What is required: Word for word, retype each record shown below.

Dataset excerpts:
+ + + +
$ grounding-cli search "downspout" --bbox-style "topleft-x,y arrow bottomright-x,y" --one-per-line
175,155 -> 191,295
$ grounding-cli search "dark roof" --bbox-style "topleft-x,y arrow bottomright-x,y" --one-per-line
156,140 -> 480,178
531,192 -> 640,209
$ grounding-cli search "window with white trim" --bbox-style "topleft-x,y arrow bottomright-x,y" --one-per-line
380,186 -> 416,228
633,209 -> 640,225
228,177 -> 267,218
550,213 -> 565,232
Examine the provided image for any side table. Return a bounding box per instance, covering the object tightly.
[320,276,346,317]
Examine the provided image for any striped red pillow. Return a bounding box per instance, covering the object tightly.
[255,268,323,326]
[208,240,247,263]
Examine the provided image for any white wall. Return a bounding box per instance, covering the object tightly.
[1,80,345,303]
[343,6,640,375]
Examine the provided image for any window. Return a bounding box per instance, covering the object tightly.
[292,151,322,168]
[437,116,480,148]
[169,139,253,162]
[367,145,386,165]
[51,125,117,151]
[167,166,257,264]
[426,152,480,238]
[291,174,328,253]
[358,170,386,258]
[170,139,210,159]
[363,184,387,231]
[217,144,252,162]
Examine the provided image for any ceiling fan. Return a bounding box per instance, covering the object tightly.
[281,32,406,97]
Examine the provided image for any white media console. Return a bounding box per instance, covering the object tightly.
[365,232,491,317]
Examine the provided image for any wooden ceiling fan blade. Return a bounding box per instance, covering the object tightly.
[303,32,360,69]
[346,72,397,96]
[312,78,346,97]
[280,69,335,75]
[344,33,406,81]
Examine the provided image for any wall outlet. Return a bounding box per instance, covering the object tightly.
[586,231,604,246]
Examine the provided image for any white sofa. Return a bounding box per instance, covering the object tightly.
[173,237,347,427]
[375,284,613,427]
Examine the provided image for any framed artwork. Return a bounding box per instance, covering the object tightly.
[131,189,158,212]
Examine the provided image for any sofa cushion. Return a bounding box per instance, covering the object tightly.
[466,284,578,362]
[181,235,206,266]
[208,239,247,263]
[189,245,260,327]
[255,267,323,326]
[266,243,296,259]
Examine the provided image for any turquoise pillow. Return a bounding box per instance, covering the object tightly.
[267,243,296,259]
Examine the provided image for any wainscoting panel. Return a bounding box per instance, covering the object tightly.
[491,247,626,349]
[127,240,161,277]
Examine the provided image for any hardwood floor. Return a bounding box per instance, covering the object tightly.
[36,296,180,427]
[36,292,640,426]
+ + + +
Exercise response:
$ grounding-cli search "downspout" --bbox-style "topleft-x,y arrow bottomright-x,y" --one-per-line
175,155 -> 191,295
$ grounding-cli search "dark roof" --bbox-style "topleft-x,y arrow bottomright-x,y" --one-per-line
156,140 -> 480,178
531,192 -> 640,209
$ grounding-cli search "window with white trim" --bbox-style "topleft-x,y arrow bottomright-x,y" --one-per-line
380,186 -> 416,228
633,209 -> 640,225
228,177 -> 267,218
550,213 -> 565,232
Examine the provided image for any side table. Return a bounding box per instance, covering the object tightly.
[320,276,346,317]
Examine the provided image for any striped red pillow. Return a bounding box per instance, covering the object tightly.
[255,268,323,326]
[208,240,247,263]
Examine the provided image for any white wall. Return a bounding box per instance, covering the object tightly.
[1,80,345,303]
[343,6,640,375]
Examine the provided image for any window. Return a bounding box per instance, covering the object tightly.
[292,151,322,168]
[437,116,480,148]
[169,139,253,162]
[367,145,386,165]
[51,125,117,151]
[167,166,257,264]
[426,152,480,238]
[291,174,328,253]
[358,170,386,258]
[170,139,210,159]
[363,184,387,231]
[217,144,252,162]
Examine the provided image for any ceiling fan. Return a bounding box per instance, covering the object tightly.
[281,32,406,97]
Examine the provided image for any white media console. Return a bounding box per instance, covering the object tightly.
[365,232,491,317]
Examine the provided image for any wooden ceiling fan blade. Return a bounding box per instance, covering the object tightly.
[303,32,360,69]
[346,72,397,96]
[312,78,346,97]
[280,69,335,75]
[344,33,406,81]
Examine the provided image for any wall outlet. Return a bounding box per instance, covering the object tightly.
[586,231,604,246]
Examine the provided image for any white sofa. Return a bounding box per instance, covering the object tightly.
[173,237,347,427]
[375,284,613,427]
Examine the provided image for any framed artwork. Return a bounding box per instance, covering the object tightly.
[131,189,158,212]
Examine the provided image for any sofa cushion. Return a bounding box per instance, covering the object tightly.
[466,284,578,362]
[181,235,206,266]
[208,239,247,263]
[189,245,260,327]
[255,267,323,326]
[266,243,296,259]
Examine the provided image for any turquoise pillow. Return a bounding box per instance, covering the object tightly.
[267,243,296,259]
Examine the provided image for any wainscoting panel. Return a bounding box per instance, covering the object tightly.
[491,247,626,349]
[127,240,161,277]
Examine the provided image for any hardwood floor. Return a bounding box per instance, covering the object tightly.
[36,296,180,427]
[36,292,640,426]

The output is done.